### THE DATA ###
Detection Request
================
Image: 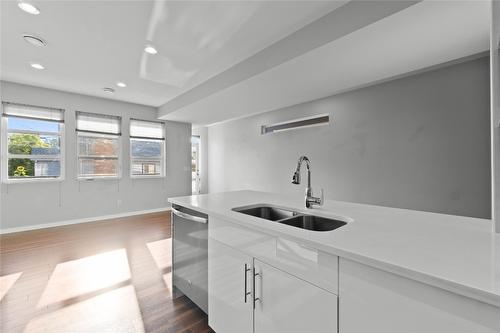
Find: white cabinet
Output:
[208,218,338,333]
[254,259,337,333]
[339,258,500,333]
[208,238,253,333]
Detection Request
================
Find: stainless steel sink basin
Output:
[233,206,299,221]
[279,215,347,231]
[233,204,350,231]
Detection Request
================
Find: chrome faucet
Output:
[292,156,324,208]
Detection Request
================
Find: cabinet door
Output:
[208,238,253,333]
[339,258,500,333]
[254,259,337,333]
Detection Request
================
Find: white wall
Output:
[0,81,191,229]
[207,57,491,218]
[490,1,500,233]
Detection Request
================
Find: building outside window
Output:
[76,112,121,179]
[191,135,201,194]
[2,102,64,182]
[130,119,165,178]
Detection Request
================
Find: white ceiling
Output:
[0,0,345,106]
[159,1,490,125]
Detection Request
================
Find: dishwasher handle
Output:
[172,207,208,223]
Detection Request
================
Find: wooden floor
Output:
[0,213,212,333]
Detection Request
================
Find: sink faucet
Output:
[292,156,324,208]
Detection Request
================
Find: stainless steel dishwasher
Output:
[172,204,208,314]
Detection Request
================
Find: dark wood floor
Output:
[0,213,212,333]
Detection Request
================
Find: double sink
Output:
[233,204,349,231]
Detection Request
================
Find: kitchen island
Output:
[169,191,500,333]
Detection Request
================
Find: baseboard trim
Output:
[0,207,170,235]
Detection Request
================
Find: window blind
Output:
[2,102,64,123]
[76,111,121,135]
[130,119,165,140]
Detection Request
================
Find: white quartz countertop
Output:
[169,191,500,307]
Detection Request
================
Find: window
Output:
[130,119,165,177]
[2,102,64,182]
[191,135,201,194]
[76,112,121,179]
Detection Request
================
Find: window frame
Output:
[129,118,167,179]
[0,102,66,184]
[75,111,123,181]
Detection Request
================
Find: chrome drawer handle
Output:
[172,207,208,223]
[252,267,260,309]
[245,264,251,303]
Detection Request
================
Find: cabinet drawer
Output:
[208,218,338,295]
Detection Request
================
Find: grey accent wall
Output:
[0,81,191,229]
[208,57,491,218]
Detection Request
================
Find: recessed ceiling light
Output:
[17,2,40,15]
[23,34,47,47]
[30,62,45,69]
[144,45,158,54]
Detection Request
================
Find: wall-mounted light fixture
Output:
[261,114,330,134]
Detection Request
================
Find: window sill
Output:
[2,177,64,185]
[76,176,122,182]
[130,175,165,179]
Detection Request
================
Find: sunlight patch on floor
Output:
[0,272,23,301]
[38,249,131,307]
[146,238,172,270]
[24,285,144,333]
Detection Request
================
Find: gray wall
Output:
[208,57,491,218]
[0,82,191,229]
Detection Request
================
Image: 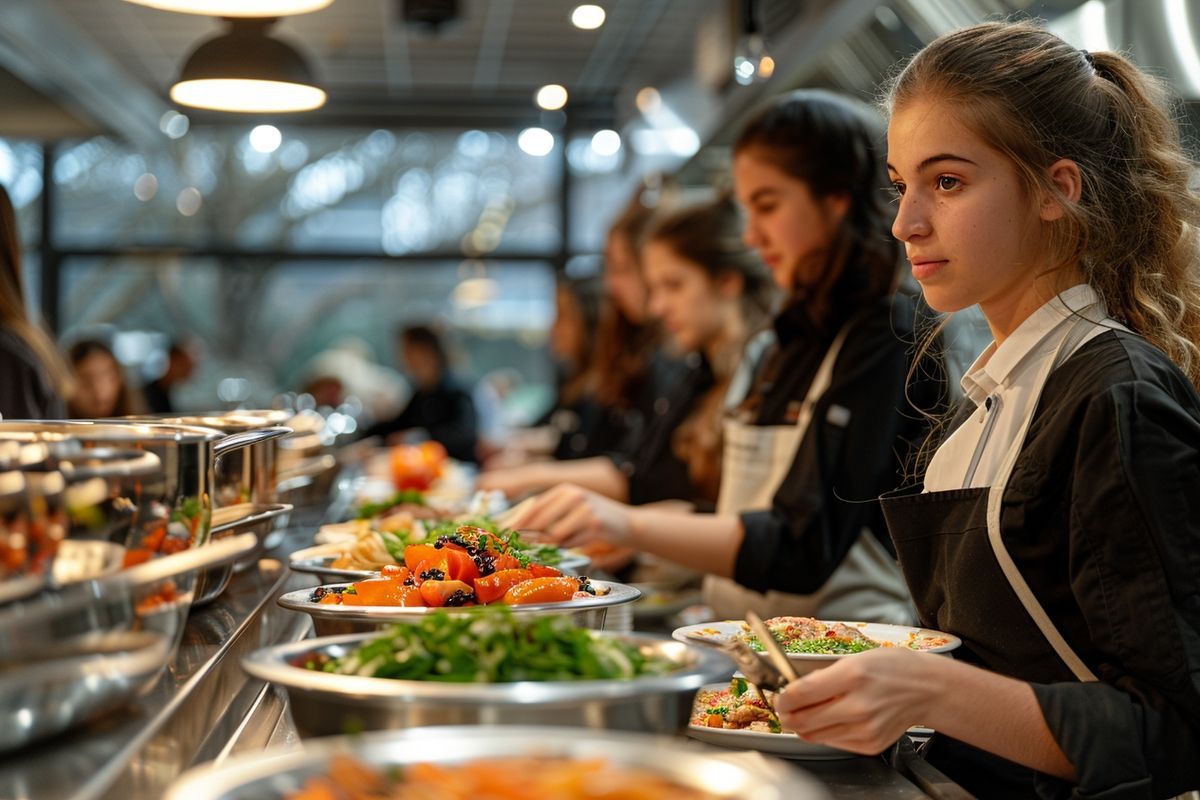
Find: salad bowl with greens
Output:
[242,608,733,735]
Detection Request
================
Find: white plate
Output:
[671,620,962,672]
[688,682,858,762]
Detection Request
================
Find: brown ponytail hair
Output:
[642,197,776,501]
[884,22,1200,386]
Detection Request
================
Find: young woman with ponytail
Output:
[776,23,1200,798]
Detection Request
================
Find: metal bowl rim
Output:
[164,726,828,800]
[241,631,733,705]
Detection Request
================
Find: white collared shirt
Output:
[925,283,1120,492]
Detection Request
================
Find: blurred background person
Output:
[364,325,479,463]
[481,198,775,510]
[142,342,196,414]
[0,181,71,420]
[67,339,143,420]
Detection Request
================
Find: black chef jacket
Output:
[923,331,1200,799]
[733,294,944,595]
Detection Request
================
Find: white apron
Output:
[703,324,916,625]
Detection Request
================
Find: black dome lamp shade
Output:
[170,19,325,113]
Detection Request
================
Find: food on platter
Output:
[288,756,715,800]
[312,525,602,608]
[743,616,950,655]
[295,608,680,684]
[691,678,782,733]
[306,512,563,571]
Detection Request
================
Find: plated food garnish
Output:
[744,616,950,655]
[671,616,962,672]
[288,756,716,800]
[691,678,782,733]
[304,608,680,684]
[304,525,604,608]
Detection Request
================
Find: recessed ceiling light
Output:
[535,83,566,112]
[126,0,334,17]
[571,4,605,30]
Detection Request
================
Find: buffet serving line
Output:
[0,411,968,800]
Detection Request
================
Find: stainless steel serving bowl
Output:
[276,573,642,636]
[0,535,256,752]
[166,727,829,800]
[192,503,292,606]
[242,632,733,735]
[0,631,170,752]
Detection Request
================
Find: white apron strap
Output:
[988,317,1098,681]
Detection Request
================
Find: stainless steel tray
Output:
[242,633,733,735]
[167,727,829,800]
[277,573,642,636]
[288,545,592,583]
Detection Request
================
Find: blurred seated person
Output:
[364,325,478,463]
[67,339,142,420]
[479,198,775,509]
[142,342,196,414]
[0,187,71,420]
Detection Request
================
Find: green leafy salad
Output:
[367,518,563,567]
[299,608,680,684]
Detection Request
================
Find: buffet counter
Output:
[0,510,968,800]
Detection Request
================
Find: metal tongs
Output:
[721,610,799,717]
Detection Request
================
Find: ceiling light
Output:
[517,128,554,156]
[170,19,325,113]
[250,125,283,152]
[120,0,334,17]
[571,4,605,30]
[535,83,566,112]
[592,130,620,156]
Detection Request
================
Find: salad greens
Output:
[746,636,880,655]
[354,489,425,519]
[305,607,679,684]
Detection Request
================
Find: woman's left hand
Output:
[775,648,943,756]
[509,483,632,546]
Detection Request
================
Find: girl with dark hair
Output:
[0,186,71,420]
[67,339,142,420]
[776,23,1200,798]
[480,199,774,515]
[515,91,940,622]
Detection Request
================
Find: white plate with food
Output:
[688,676,857,760]
[671,616,962,673]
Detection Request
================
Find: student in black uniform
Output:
[515,91,941,622]
[362,325,478,463]
[778,23,1200,798]
[480,199,774,507]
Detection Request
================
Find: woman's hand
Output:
[509,483,634,547]
[775,648,949,756]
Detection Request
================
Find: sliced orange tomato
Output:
[494,553,522,572]
[342,578,404,606]
[404,545,442,575]
[475,570,533,604]
[379,564,412,583]
[421,581,475,608]
[504,578,580,606]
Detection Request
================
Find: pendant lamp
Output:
[126,0,334,17]
[170,19,325,114]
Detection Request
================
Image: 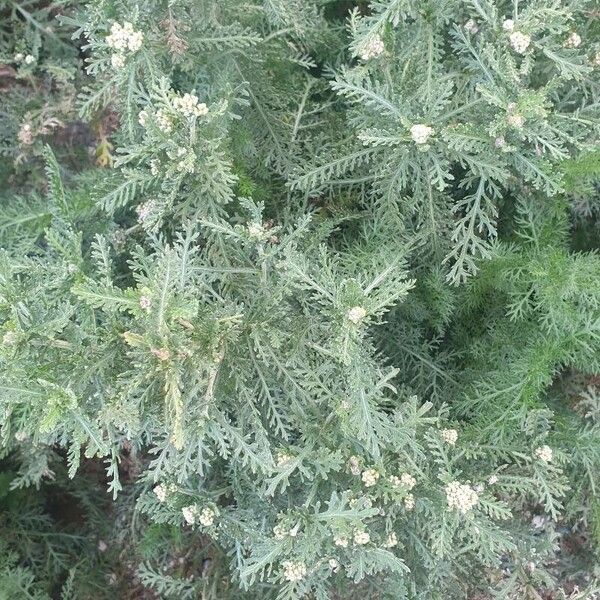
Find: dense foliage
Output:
[0,0,600,600]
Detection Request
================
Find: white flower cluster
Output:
[535,446,552,463]
[440,429,458,446]
[353,529,371,546]
[173,93,208,117]
[346,306,367,325]
[106,21,144,69]
[360,35,385,60]
[181,504,198,525]
[389,473,417,490]
[565,31,581,48]
[348,456,360,475]
[198,506,216,527]
[248,222,267,240]
[362,469,379,487]
[446,481,479,515]
[273,525,300,540]
[181,504,216,527]
[410,123,435,145]
[400,473,417,490]
[510,31,531,54]
[156,108,173,133]
[464,19,479,35]
[281,560,306,581]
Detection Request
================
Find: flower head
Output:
[410,123,435,144]
[362,469,379,487]
[446,481,479,515]
[198,506,216,527]
[360,35,385,60]
[565,31,581,48]
[510,31,531,54]
[440,429,458,446]
[506,113,525,129]
[181,504,198,525]
[353,529,371,546]
[464,19,479,35]
[535,446,553,463]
###
OBJECTIVE: Return the data verbatim from its first line through the line holding "[233,204,350,231]", with both ends included, and omit any pictures from your answer.

EXERCISE RESULT:
Detection Request
================
Image: 
Find: white cabinet
Output:
[208,218,338,333]
[254,259,337,333]
[339,258,500,333]
[208,238,253,333]
Detection Request
================
Find: stainless steel sink basin
Output:
[233,206,299,221]
[279,215,347,231]
[233,204,350,231]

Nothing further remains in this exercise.